◆ TEXTE À LIRE ◆

###

23 novembre 2004 — La réélection de GW Bush a introduit, temporairement sans doute (avant un autre élément de la même sorte), un élément de confusion dans le jugement qu’on porte sur la situation de la crise du monde. Des facteurs comme la fausseté de l’idée d’une victoire décisive de Bush (avec 51% des votants) ou comme la possibilité d’une fraude massive dans le scrutin du 2 novembre sont à peine évoquées dans la presse nationale US, et pas du tout dans la presse européenne. On s’attache surtout à des “effets”, à des “images”, dont l’aspect conservateur et archaïque, — paradoxal dans la mesure où ce sont les milieux dits “avancés”, intellectuels et autres, qui les véhiculent, — est extrêmement frappant et certainement très significatif de l’état d’esprit de ceux qui favorisent ces phénomènes de communication.

Par exemple, ces milieux continuent à considérer l’affaire irakienne du seul point de vue de l’Irak (élimination de Saddam, situation dans le pays, etc), en plus en tombant dans tous les pièges du virtualisme américain qui décrit cette affaire à l’avantage du seul camp américain. Mais le véritable et le seul intérêt fondamental de cette crise est de nous donner une mesure de la puissance américaine. La cause en est simple : ce phénomène de la puissance américaine est le seul qui ait une importance telle qu’à lui seul il explique tout le reste dans la crise du monde. A cet égard, que les Etats-Unis aient envahi l’Irak n’a guère d’importance ; déjà, le Kosovo amorçait ce débat essentiel, et il se poursuivrait aussi bien aujourd’hui si c’était l’Iran ou la Corée du Nord qui était envahi par les USA, et non l’Irak. L’essentiel est que les USA aient soumis leur puissance, avec laquelle ils prétendent dominer le monde, au test de la réalité de ce monde.

###

◆ DONNÉES EXTRAITES ◆
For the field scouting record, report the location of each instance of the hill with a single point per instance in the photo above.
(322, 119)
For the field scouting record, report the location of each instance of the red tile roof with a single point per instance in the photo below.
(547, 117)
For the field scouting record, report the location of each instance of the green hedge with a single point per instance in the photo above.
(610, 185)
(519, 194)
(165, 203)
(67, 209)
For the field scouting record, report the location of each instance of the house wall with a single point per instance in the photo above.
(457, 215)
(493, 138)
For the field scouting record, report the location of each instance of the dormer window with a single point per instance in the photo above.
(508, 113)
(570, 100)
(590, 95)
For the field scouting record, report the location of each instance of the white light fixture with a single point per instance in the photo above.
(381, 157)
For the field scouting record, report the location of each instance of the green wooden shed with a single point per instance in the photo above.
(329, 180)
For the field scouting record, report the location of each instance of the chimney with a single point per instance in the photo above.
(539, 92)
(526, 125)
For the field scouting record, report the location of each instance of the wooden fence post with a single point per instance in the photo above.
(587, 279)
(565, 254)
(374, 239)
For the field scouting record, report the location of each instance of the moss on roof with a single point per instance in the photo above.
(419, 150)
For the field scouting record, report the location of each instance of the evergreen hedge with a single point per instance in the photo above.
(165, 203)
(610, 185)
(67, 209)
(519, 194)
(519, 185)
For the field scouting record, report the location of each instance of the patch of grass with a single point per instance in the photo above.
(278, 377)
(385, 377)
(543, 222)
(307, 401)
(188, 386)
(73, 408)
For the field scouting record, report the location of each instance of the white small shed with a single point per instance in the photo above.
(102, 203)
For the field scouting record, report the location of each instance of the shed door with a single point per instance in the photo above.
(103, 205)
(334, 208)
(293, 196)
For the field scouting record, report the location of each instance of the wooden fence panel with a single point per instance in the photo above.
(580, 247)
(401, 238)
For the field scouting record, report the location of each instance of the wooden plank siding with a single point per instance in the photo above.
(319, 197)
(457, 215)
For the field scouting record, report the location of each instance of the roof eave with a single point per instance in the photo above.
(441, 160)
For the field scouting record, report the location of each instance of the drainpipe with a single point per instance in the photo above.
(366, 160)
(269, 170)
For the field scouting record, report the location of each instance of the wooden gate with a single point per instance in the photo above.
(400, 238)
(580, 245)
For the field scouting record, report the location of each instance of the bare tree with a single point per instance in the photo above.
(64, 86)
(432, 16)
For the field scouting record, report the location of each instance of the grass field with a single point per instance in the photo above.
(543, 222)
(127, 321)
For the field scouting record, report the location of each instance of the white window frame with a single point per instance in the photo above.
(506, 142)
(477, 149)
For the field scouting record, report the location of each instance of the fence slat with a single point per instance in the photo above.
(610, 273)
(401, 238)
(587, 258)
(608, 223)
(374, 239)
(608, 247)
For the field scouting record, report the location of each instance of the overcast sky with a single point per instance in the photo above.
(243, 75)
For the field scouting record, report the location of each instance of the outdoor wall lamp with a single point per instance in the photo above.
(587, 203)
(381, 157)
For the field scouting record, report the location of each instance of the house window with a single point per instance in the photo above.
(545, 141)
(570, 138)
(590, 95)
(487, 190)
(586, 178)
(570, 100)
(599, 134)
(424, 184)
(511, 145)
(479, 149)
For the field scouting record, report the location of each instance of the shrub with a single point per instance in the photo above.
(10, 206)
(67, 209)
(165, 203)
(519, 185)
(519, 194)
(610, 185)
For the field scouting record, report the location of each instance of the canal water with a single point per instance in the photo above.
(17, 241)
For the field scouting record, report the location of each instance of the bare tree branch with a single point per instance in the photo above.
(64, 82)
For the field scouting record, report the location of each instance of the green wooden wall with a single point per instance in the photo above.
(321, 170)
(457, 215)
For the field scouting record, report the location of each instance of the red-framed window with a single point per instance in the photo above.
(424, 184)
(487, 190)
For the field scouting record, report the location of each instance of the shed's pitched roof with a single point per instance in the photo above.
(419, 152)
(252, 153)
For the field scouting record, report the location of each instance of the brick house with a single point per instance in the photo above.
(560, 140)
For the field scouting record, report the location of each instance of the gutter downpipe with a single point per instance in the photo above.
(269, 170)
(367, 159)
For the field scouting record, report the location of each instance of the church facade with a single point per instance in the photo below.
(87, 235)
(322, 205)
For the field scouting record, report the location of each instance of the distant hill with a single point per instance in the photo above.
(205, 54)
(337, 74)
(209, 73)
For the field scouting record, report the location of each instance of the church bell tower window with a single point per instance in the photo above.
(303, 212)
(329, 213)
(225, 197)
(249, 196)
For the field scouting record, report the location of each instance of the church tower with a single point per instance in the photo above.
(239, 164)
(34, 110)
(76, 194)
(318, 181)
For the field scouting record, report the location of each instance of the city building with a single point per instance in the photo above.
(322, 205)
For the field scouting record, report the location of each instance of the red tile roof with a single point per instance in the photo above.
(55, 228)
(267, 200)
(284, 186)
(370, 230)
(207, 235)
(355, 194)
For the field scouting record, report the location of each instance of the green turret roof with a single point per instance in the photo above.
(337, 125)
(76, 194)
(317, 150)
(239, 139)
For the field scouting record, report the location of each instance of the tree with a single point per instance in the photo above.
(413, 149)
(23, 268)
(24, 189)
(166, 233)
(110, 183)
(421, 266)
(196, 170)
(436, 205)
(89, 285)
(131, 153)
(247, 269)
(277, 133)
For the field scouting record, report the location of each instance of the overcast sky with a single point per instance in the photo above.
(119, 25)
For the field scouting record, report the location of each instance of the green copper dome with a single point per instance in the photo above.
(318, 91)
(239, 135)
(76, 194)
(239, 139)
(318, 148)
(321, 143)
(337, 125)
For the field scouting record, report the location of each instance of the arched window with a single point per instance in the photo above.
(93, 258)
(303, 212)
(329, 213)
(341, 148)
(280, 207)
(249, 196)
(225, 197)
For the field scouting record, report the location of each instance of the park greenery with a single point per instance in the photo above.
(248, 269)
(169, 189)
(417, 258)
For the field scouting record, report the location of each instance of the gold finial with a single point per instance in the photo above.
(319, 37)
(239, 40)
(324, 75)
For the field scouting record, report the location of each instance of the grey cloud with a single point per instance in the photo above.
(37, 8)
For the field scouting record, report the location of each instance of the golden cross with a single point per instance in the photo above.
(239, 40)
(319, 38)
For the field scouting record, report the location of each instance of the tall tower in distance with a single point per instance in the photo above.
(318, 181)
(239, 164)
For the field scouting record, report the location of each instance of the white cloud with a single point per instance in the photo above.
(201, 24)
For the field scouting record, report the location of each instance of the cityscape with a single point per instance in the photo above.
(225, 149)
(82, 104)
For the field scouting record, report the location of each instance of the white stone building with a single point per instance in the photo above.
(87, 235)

###

◆ EXERCICES ◆
1. Relevez tous les pays et territoires nommés dans le texte sur la réélection de Bush.
2. Dites si chaque affirmation s'accorde avec le texte sur la réélection de Bush, en répondant oui ou non et en citant les mots qui le prouvent : (a) Bush a été réélu avec 51 % des votants. (b) La presse européenne parle beaucoup d'une possible fraude lors du scrutin. (c) Pour l'auteur, le fait que les États-Unis aient envahi l'Irak est le point essentiel.
3. Reprenez le texte sur la réélection de Bush là où il s'arrête et écrivez la suite.
Les entrées n'ont aucun lien avec le texte sur la réélection de Bush.

◆ CORRIGÉS ◆
1. Irak, Kosovo, Iran, Corée du Nord, Etats-Unis (aussi appelés « USA » et « US »).

2.
(a) Oui : « (avec 51% des votants) ».
(b) Non : « et pas du tout dans la presse européenne ».
(c) Non : « que les Etats-Unis aient envahi l’Irak n’a guère d’importance ».

3.
Ainsi, dans la confusion de l’importance des choses, perdure l’idée de la puissance absolue des Etats-Unis, et cette confusion est telle que, souvent, la situation en Irak est avancée comme signe de cette toute-puissance. La “victoire” de Falloujah en a été l’occasion, avec l’ignorance complète et scandaleuse des conditions humanitaires épouvantables de cette opération, et de sa réelle signification stratégique. C’est pour cette raison, notamment, que nous favorisons ici certains commentateurs qui, au contraire de l’ignorance vaniteuse et de l’aveuglement satisfait de la société de communication, ont pris en compte la réalité de l’état de la puissance américaine tel que montré par la réalité. Et s’il est un des deux événements essentiels de ces 20 derniers mois (depuis avril 2003 et la “conquête” de l’Irak), c’est bien la mise en évidence des limites dramatiques de la puissance américaine. (L’autre élément essentiel est le développement exponentiel d’une réalité alternative, non seulement pour le public mais pour les dirigeants eux-mêmes : le virtualisme.)

C’est pour cette raison notamment, bis repetitat, que les commentaires du Dr. Michael A. Weinstein, du groupe PINR, nous semblent particulièrement précieux. Weinstein ne se contente pas, comme font certains, de mentionner épisodiquement le phénomène de la limite et même de l’affaiblissement dramatique de la puissance américaine sans répudier complètement l’ancien mode de pensée appuyé sur l’apriorisme de la puissance absolue de l’Amérique ; d’une façon décisive, il a intégré dans son analyse ce fait fondamental et l’a placé au centre de la logique qu’il développe.

Ci-dessous, Weinstein développe l’analyse de l’arrivée au département d’État de Condoleeza Rice.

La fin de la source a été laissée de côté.